BEGIN MATERIAL SHOWN
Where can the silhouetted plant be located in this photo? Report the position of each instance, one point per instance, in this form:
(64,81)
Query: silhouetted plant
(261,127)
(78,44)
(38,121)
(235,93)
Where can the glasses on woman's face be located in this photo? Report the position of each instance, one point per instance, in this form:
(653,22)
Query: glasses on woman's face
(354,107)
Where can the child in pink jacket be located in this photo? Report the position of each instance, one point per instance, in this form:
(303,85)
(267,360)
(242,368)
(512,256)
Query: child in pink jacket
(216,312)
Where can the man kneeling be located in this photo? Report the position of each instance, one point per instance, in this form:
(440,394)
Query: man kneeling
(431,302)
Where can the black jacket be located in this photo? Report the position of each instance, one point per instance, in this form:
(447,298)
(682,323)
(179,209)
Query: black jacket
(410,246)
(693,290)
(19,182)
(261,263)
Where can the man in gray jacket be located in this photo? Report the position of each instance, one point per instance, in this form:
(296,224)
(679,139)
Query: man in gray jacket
END MATERIAL SHOWN
OBJECTIVE:
Change every "located" in the records above to "found" and write all the lines out again, keeping everything else the same.

TASK RESULT:
Where can the silhouetted plant be found in this photo? Report the position of each instance, one point per instance, in this form:
(64,81)
Query: silhouetted plant
(261,127)
(78,44)
(38,121)
(235,93)
Where can the glasses on woman's face be found in this photo? Report the position of each instance, one point per instance, in this form:
(653,22)
Query: glasses on woman's face
(354,107)
Where can the child in pink jacket be found in this photo? Report the position of each instance, one point per instance, in this form:
(303,85)
(267,360)
(242,368)
(512,256)
Query: child in pink jacket
(216,312)
Where can the man kneeling be found in this photo? Report the position of each instance, one point per instance, in this form:
(440,394)
Query: man kneeling
(431,302)
Where can the black jacket be found in this photo? Report the position of each instance, one point per instance, in this form:
(447,298)
(682,323)
(179,209)
Query: black jacket
(410,246)
(693,290)
(19,182)
(261,263)
Where can the man in gray jacket be found in this photo? Report the position of each instance, one point per instance, in this form:
(296,224)
(679,139)
Query: man in gray jacket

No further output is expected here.